**PROVIDED PASSAGE:**

The Ballmer Institute for Children’s Behavioral Health, along with Connie and Steve Ballmer, have received the 2023 Distinguished Friend to Behavior Therapy Award for their groundbreaking work to craft and implement a national model for a bachelor’s-level specialty training program in children's behavioral health.
This award is given by the Association for Behavioral and Cognitive Therapies (ABCT) to individuals and organizations that provide awareness, advocacy, or evidence-based behavioral health services in the field of cognitive and behavioral therapies.
“This is a tremendous honor in recognition of our workforce innovation — the child behavioral health specialist — that will have its roots at the institute but an impact that will extend far beyond our campus,” said Katie McLaughlin, incoming executive director of the Ballmer Institute. “This award recognizes the remarkable contributions of the UO faculty in the College of Education and Department of Psychology, and the staff and faculty of the Ballmer Institute who have built this pathbreaking training program. Other leading innovators have received this award and we are honored and humbled to be recognized alongside of them.”

**EXERCISE REQUIREMENTS:** Return the passage about the Ballmer Institute's 2023 award in full, reproducing every word and punctuation mark without change.

**GIVEN INFORMATION:**
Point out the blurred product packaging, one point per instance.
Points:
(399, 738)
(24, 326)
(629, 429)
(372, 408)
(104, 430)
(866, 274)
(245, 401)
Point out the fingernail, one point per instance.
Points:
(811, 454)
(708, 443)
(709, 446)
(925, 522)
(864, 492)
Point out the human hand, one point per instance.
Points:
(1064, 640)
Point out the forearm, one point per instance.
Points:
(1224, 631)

**RESPONSE BELOW:**
The Ballmer Institute for Children’s Behavioral Health, along with Connie and Steve Ballmer, have received the 2023 Distinguished Friend to Behavior Therapy Award for their groundbreaking work to craft and implement a national model for a bachelor’s-level specialty training program in children's behavioral health.
This award is given by the Association for Behavioral and Cognitive Therapies (ABCT) to individuals and organizations that provide awareness, advocacy, or evidence-based behavioral health services in the field of cognitive and behavioral therapies.
“This is a tremendous honor in recognition of our workforce innovation — the child behavioral health specialist — that will have its roots at the institute but an impact that will extend far beyond our campus,” said Katie McLaughlin, incoming executive director of the Ballmer Institute. “This award recognizes the remarkable contributions of the UO faculty in the College of Education and Department of Psychology, and the staff and faculty of the Ballmer Institute who have built this pathbreaking training program. Other leading innovators have received this award and we are honored and humbled to be recognized alongside of them.”